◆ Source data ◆
● ● ● ●
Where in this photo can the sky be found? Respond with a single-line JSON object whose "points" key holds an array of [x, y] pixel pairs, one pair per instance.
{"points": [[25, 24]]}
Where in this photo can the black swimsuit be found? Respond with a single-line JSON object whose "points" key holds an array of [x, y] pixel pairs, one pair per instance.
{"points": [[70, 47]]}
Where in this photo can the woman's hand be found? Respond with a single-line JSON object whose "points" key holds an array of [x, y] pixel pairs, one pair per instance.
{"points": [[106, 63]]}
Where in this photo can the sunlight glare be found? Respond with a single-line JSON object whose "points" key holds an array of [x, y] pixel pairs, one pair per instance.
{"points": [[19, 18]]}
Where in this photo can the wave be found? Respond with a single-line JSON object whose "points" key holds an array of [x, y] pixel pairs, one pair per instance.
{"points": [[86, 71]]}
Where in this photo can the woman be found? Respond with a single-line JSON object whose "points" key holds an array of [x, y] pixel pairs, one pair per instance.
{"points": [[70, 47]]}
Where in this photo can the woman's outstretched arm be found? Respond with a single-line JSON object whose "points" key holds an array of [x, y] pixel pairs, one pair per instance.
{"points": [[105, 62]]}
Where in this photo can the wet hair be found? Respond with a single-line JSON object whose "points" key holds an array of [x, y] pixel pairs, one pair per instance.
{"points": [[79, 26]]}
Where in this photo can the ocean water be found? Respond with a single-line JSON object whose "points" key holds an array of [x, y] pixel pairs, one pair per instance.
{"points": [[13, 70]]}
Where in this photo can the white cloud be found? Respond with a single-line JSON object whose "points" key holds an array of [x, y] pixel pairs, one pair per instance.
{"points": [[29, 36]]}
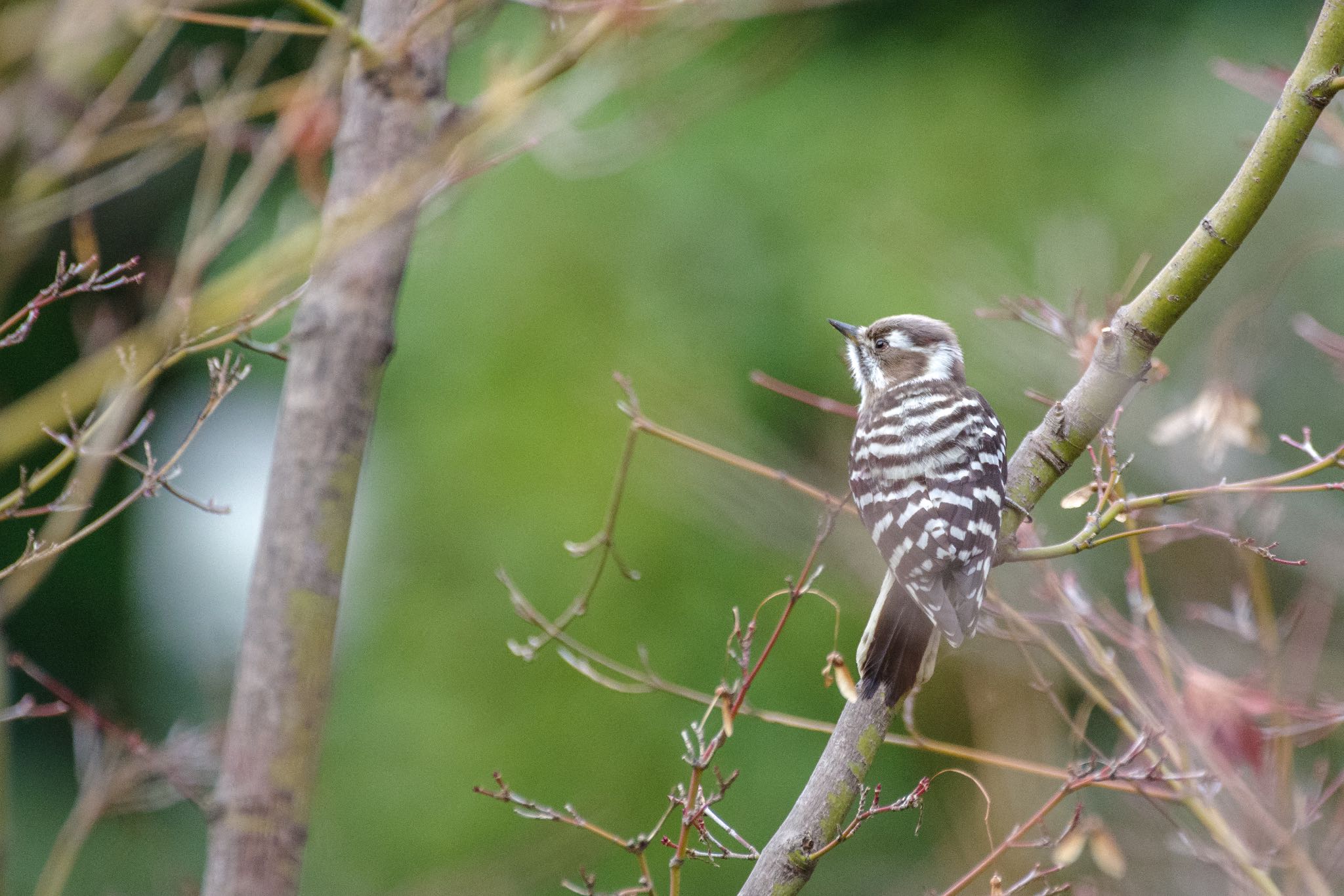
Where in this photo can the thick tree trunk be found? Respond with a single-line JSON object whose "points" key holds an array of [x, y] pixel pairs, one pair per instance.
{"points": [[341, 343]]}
● ● ● ●
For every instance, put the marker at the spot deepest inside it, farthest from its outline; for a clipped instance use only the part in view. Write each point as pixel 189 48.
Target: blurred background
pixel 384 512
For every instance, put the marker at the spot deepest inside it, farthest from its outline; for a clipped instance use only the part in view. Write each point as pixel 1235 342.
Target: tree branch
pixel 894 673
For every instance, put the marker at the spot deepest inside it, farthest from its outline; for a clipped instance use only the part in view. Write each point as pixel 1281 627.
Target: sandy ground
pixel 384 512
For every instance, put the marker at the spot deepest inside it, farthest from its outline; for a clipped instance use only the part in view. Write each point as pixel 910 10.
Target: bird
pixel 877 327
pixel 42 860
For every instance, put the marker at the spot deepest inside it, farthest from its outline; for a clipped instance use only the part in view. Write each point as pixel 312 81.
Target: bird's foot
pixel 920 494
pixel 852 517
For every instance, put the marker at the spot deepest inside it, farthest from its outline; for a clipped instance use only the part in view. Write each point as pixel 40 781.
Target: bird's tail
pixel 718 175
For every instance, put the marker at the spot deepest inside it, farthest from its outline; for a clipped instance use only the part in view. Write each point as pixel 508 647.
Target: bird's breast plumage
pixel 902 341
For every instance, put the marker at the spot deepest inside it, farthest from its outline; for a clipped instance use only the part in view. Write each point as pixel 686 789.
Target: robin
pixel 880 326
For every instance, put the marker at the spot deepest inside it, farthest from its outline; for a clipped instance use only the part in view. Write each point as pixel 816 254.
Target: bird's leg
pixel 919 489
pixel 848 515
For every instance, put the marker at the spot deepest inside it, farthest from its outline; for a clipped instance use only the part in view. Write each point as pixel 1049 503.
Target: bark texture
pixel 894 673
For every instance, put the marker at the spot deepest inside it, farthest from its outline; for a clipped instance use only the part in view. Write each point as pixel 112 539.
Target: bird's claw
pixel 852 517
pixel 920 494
● ● ● ●
◆ AIM ◆
Please return every line of the entries above that contains the word "bird".

◆ WRITTEN SOLUTION ◆
Target: bird
Target: bird's foot
Target: bird's tail
Target: bird's breast plumage
Target: bird's leg
Target: bird's claw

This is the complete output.